━━━━━ PAGE TEXT ━━━━━

English teachers from across the state will be entertained and enlightened at the SDCTE Spring Conference by two prominent South Dakota speakers.
The Friday luncheon will be graced by Carol Anne Heart, executive director of the Aberdeen Area Tribal Chairman's Health Board, and the Friday dinner banquet will feature Dan O'Brien, SDCTE 2001 Author of the Year.
Heart administers programs that serve the health needs of seventeen reservations and two urban health clinics, serving approximately 200,000 Indian people.
The recent past president of the National Indian Education Association, Heart has been a keynote speaker at national conferences and an advocate for education. She has promoted parent involvement and community activation for families, schools, Indian and non-lndian organizations on a wide variety of topics.
Heart's previous experience was as a political appointee to the director of Indian Health Service (IHS), in Rockville, Maryland, a suburb of Washington, D.C. Her final assignment was the coordination of National American Indian Heritage Month activities in Washington, D.C. Heart holds a B.A. in psychology, with minors in zoology, history, sociology and German. She attended law school at the University of South Dakota.
Dan O'Brien
The Iowa Award for Short Fiction was presented to O'Brien for his book Eminent Domain. O'Brien's books also include Brendan Prairie, The Contract Surgeon, The Rites of Autumn: A Falconer's Journey Across the American West, and Equinox: Life, Love, and Birds of Prey. His essay "The Heart of the Wind" appeared in the 1998 edition of American Nature Writing.

━━━━━

# [REQUIREMENT 1]
Condense the paragraph of the conference article that begins "Heart's previous experience" into a short bulleted list that keeps its main facts.
# [REQUIREMENT 2]
Extend the conference article past its final sentence.

━━━━━ GIVEN RECORDS ━━━━━

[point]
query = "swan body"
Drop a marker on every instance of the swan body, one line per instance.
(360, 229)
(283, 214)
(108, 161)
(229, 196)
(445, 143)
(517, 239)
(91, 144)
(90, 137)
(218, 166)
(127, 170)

━━━━━

# [EXPECTED OUTPUT 1]
- Former political appointee to the director of Indian Health Service (IHS) in Rockville, Maryland, a suburb of Washington, D.C.
- Final assignment: coordinating National American Indian Heritage Month activities in Washington, D.C.
- Holds a B.A. in psychology, with minors in zoology, history, sociology and German
- Attended law school at the University of South Dakota

# [EXPECTED OUTPUT 2]
Publisher's Weekly wrote about O'Brien and The Rites of Autumn: A Falconer's Journey Across the American West: "Here, he explores his lifelong romance with birds of prey. For O'Brien, falcons are an ideal 'point of entry' into the larger webs and cycles of nature.
"As the title suggests, this is also a book concerned with middle age, specifically with the author's approaching 50th birthday. O'Brien's laconic prose is well suited to this autumnal theme, and his treatment will likely appeal to many baby boomers.
"O'Brien also writes frankly of the not always pleasant burden of possessing an acute mind and imagination, of the joys and travails of daily life on the ranch and in town, of the highs and lows of an existence lived faithfully in the service of art and nature.
"After 'twenty years of working in the wind,' he has 'learned a few things.' The book contains the essence of those revelations, and most have to do with love—the love of a man for his wife (a physician in Rapid City), for his closest friends (Jim Harrison, Rick Bass, various ranching buddies), for his falcons and for the land that has nurtured him. O'Brien is one of the West's stellar talents, and this is one of his finest books."